Format the lines of the records below as a numbered list, from the line with "Target: monitor stand" through the end of the records, leaving out blank lines.

┄┄┄┄┄┄┄┄┄┄

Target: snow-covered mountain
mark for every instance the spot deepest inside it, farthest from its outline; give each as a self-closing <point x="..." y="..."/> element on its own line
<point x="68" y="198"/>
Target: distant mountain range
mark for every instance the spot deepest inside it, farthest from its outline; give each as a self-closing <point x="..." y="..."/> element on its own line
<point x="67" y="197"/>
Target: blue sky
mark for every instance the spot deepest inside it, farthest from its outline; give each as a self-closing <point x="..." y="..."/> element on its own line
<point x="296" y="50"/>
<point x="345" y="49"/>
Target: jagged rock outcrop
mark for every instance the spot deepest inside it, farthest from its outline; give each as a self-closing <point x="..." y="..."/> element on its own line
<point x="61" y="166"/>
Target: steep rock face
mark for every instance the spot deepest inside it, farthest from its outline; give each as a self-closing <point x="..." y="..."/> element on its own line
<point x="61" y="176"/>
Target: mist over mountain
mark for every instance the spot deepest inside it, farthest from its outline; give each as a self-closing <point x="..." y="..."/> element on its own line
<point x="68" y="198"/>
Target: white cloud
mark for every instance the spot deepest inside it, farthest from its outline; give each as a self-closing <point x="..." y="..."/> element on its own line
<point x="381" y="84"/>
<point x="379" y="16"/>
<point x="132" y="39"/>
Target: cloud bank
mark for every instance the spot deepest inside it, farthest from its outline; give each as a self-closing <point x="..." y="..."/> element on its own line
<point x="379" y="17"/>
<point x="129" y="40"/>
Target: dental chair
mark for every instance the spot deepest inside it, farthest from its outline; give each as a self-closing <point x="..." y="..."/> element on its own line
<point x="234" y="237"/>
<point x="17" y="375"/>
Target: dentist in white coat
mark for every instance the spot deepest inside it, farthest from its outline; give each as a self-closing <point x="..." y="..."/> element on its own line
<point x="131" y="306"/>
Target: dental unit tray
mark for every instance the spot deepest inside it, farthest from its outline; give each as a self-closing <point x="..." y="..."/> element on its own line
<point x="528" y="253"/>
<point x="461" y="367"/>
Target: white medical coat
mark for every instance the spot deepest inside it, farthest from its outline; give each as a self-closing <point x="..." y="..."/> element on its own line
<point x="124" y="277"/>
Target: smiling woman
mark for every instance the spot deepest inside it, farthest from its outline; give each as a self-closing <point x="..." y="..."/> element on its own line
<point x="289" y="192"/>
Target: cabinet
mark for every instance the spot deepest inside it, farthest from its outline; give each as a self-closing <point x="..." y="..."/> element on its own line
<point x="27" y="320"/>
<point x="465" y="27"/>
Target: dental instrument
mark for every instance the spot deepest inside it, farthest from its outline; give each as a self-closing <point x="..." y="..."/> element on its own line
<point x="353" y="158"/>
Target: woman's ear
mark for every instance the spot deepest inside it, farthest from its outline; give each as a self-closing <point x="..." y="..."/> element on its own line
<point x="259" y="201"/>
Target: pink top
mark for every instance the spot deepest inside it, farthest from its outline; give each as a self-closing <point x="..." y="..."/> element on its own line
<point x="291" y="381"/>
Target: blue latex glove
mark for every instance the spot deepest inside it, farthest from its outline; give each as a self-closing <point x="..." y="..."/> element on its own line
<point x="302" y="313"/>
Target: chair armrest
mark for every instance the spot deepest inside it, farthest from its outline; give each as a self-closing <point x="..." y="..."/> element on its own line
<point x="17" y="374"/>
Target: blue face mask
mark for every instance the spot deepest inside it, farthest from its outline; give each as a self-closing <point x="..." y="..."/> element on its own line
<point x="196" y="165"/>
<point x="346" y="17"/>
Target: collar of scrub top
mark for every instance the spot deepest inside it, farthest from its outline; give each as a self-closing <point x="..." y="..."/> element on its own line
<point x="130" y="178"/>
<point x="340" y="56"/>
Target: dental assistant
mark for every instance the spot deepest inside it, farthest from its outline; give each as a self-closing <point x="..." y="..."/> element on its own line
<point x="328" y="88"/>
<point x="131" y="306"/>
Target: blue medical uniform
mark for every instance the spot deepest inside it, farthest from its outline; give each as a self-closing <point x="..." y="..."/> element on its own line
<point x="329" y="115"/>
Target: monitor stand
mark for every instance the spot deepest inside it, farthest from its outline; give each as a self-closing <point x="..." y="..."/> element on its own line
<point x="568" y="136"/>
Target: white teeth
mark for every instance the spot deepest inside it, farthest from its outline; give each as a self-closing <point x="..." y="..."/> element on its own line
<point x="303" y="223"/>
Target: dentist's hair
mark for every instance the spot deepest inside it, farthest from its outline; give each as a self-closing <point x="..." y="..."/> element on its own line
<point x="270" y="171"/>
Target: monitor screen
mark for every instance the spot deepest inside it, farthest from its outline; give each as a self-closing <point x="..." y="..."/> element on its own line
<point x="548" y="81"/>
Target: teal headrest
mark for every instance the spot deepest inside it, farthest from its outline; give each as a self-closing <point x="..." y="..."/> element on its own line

┄┄┄┄┄┄┄┄┄┄

Written solution:
1. Target: monitor stand
2. mark for every instance the spot deepest inside it, farthest from its outline; give each as a self-closing <point x="..." y="..."/> element on its own line
3. <point x="568" y="136"/>
4. Target: white teeth
5. mark for every instance the spot deepest inside it, farthest from its outline; give each as a self-closing <point x="..." y="..."/> element on its own line
6. <point x="303" y="223"/>
7. Target: dentist's hair
8. mark for every instance the spot deepest inside it, farthest from its outline; give each as a self-closing <point x="..." y="..."/> element on its own line
9. <point x="270" y="171"/>
10. Target: monitor screen
11. mark for every instance the spot deepest inside it, farthest from its outline; give each as a self-closing <point x="..." y="..."/> element on its own line
12. <point x="548" y="81"/>
13. Target: teal headrest
14. mark for every instance the spot deepest inside it, farthest from its outline; give each as a self-closing <point x="..." y="..."/> element on its own line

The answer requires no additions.